With all that said I must stress that I did not seek out this Doctor, it was just by chance that this fun loving droogie would happen upon this madness. I was young as well so if the doctor prescribed it then it must work. Well it worked that’s for sure. It would be common for me to leave with as many as eight prescriptions per visit. I remember one time where a covering doctor who was standing in for my regular doctor, wrote my scrips that were posted in the notes of my medical folder, and she kept looking at me funny only to finish by saying, “You know you should really cut down on these meds, especially the benzos, you could have a severe seizure and die, if there was ever a problem getting them filled.” I nodded as if to agree, and she wished me “good luck”.
As a result of a lot of people in our circle of friends with good connections for substances we would trade and share what we had. Over time I was given the name Dr. X, because shall I dare say it, I embarrassingly at the time had a fanny pack which was a pharmacy to go. I will not get into depth as to why I got that name. I’ll leave it to the imagination. Let’s just say I used to have a plethora or assortment of uppers, downers, and all arounders…to cure all that ailed ye!
So that sets the stage of the dimension my life was taking. I could work and take my drugs and I got good at it so that I knew the exact amount to just keep me functional. When I had time off I would let loose. I was basically knocking myself out at night to sleep. I would wake up to the alarm the next day and dose up so I was always able to go high. For some reason even though I was really careful at raising dosages so I would never OD and I had the tolerance of an elephant so I never even felt like I got close to an overdose. The drugs made me feel normal and there would always be a buzz of euphoria but I always felt in control. I’ve had one speeding ticket in my life and never got in any trouble. In the city I blended in easily into the crowd.
At the time, this was before I was working in the music industry, but I moved around a lot from state to state, city to city. Having all this availability to get all the pharma grade substances, as you would expect it was easy making friends who would let me crash at there house for as long as I wanted. Every night was a party, partied hard! So between attending concerts and festivals I would come back to town and stay with a few circles of friends. At the time I carried a gun everywhere I went…I hate saying that, as I would never do such a thing today. It was a crazy life though, and there were several times when people would try to rob me or I would get mugged but they never got anything out of me even under threat of having a gun pointed at my head. The worst thing that ever happened to me had nothing to do with a gun, was one time I had a 40oz beer smashed over my head and I was punched with brass knuckles by a gang of 8-10 gang members…I just went to the hospital got slung up and they loaded me with more meds.

[Referring expression pointing data]
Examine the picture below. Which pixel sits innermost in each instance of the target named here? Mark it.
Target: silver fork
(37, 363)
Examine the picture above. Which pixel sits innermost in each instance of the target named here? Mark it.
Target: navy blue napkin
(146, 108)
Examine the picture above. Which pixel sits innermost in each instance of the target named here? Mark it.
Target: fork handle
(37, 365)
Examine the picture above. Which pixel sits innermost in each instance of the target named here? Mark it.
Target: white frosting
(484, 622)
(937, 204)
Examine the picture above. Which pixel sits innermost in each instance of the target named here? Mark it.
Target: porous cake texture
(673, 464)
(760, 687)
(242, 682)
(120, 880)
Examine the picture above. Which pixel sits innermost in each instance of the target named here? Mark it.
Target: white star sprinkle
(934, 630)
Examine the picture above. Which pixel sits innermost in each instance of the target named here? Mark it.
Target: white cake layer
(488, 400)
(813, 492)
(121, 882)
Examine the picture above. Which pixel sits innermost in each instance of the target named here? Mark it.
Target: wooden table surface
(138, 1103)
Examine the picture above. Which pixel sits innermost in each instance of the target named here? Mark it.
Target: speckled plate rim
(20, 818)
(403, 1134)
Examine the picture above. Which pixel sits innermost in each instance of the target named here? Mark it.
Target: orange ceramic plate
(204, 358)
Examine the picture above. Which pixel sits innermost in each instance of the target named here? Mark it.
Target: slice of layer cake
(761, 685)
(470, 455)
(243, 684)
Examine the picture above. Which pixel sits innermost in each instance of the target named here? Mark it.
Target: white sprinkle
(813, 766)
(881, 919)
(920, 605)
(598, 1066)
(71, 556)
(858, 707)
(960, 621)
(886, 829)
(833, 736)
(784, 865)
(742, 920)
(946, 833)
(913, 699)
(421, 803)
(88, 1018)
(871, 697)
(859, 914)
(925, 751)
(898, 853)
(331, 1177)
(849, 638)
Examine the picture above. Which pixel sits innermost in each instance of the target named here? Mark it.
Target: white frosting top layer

ABOUT THIS EXERCISE
Continue the personal account of prescription drug use, picking up right after its last sentence.

EXERCISE ANSWER
So I was running with a group of characters in one city and there were like ten to a dozen of us living in one huge house all partying 24/7 and then sleeping for days. One guy was a great cook and he always cooked us crazy good meals. Another friend was a music prodigy who would stay awake for days writing wacked out progressive metal and he could play just about any instrument. Another guy had all these meds from all these wild disorders and he bred pet rats. Pet Rats, I’ve held them, but I think their the only animal that creeps me out. There was another guy that made chain male by hand and made good money doing it.
Then there was my most “normal friend” and his girlfriend, we dug the same music and liked doing the same drugs. I was dating a girl from the group at the time which was fun. Finally there was the Satanist, WTF….yup there was one of those, and although I did not share his ideology, he was quite a nice guy. It’s just that when he was drunk and face exploding red, he would scream at the top of his lungs, in a fake pseudo tongue spewing nonsense words supposedly direct from Prince of Darkness, and attesting to his love for his favorite band “Deicide”. No Slayer was not evil enough for him, this guy was a real character. To be honest he was fun to be around, as strange as that may seem.
The Satanists name was Damon (really Damon, I could’nt make this stuff up if I tried) I will not say his nickname even though it would give a good laugh. I don’t know if you have ever known a “Real Satanist”. He was not even one of the logical ones like Marilyn Manson who actually don’t believe in the devil. Damon was a real life “Lesser Demon” and he was fucking serious…he worshiped a red guy with horns and a pointy tail. I have to laugh at it now as it seems quite silly…but he never seemed to hurt anyone except himself. Self destruct right before our eyes, was not uncommon. He would always be the guinea pig to try the home made meth a neighbor of ours would make…I would never touch that stuff, it was highly adulterated crank (You could see the left over chemicals in the cut) and he would do huge amounts in a single line. I mean I’ve tried meth but the real stuff (glass)…I never liked it. Yuck…I was not made a tweaker. I did like pharma stims (amphetamine salts) though.
The other thing about Damon that was interesting was that his personality was a cross between Charles Manson and Aleister Crowley without the killing. Damon would always tell me about his love for heavy girls and the next thing you know he would be introducing me to his Harem. This group of six heavy girls (I have nothing against heavy girls…that’s not what made it humorous to me, just that this situation existed in our presence was remarkable.) They would follow him around and he would orgy with them in the next room with us shaking our heads thinking WTF. I can’t say it enough, the girls really seemed to like it and I never saw him do anything mean…he just indulged extravagantly and they used him in that way back. The orgiastic debauchery was mutual between participants, I can say this today, that I cannot believe anything that we were already doing could be trumped, but the regular Satanic orgies did just that.
So what is the moral of this story? I have no freaking idea. I guess just another silly story but it seems quite a poignant period of time in my life. I left a lot out just because I don’t know what more to say, and don’t want to ramble. Or maybe there are other experiences relevant to this time period, check. The Hells Angels come to mind…that will have to wait though.
By the way I was looking into what happened to Dr. Feelgood several years ago, and I heard that he was under investigation by authorities for fraud and/or over prescribing. I never gave his office any money, insurance covered those visits for candy. I also heard that he fled prosecution to Romania…and that’s the last I’ve heard of him.
As for Damon the Satanist I found out many years ago that he passed away only a few years after last seeing him, that he had contracted full blown AIDS and hepatitis. I can say now that if there was anyone destined for a torturous death it was Damon. He lived harder than any person I have ever seen. Speak of the Devil.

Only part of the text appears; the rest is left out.